[What you will do] Return every one of the rows below word for word, leaving any pictures out of your reply.

— begin Stored records —

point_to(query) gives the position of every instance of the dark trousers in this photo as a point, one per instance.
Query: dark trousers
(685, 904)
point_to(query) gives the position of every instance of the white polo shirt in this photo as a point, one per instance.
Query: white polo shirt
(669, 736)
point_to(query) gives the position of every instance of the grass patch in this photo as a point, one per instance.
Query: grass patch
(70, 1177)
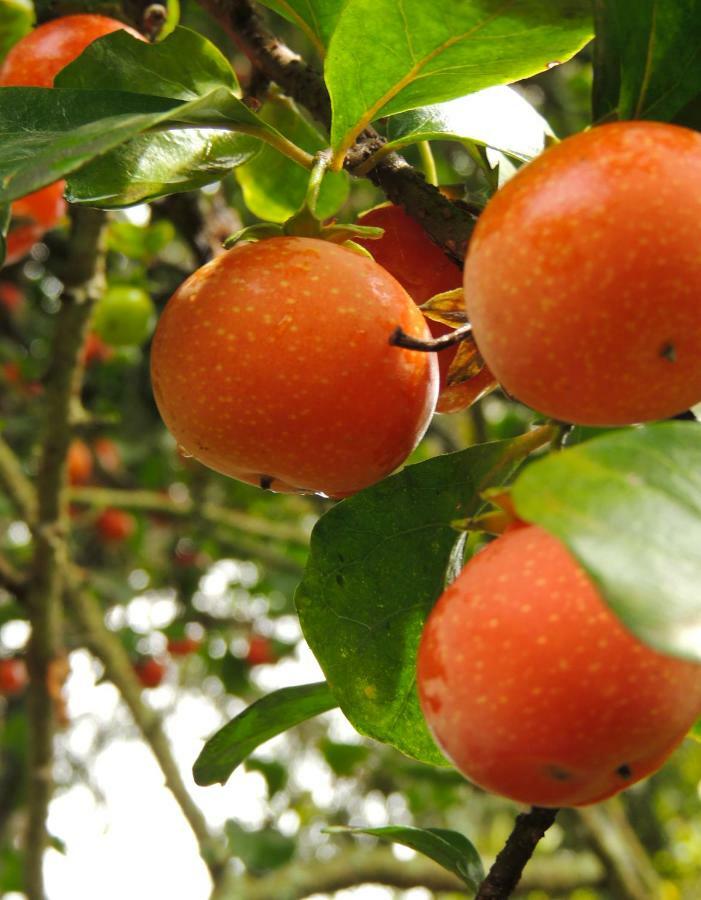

— end Stored records —

[Correct result]
point_to(query) gives the position of every instance of the dark trousers in this photo as a point, one per instance.
Query: dark trousers
(685, 904)
point_to(query) gives the position of every instance of the white polo shirt in this photo as a point, one per instance.
Query: white polo shirt
(669, 736)
point_to(query) gives the position of every instance of the grass patch in this photo as a point, one per instance.
Query: grass patch
(70, 1177)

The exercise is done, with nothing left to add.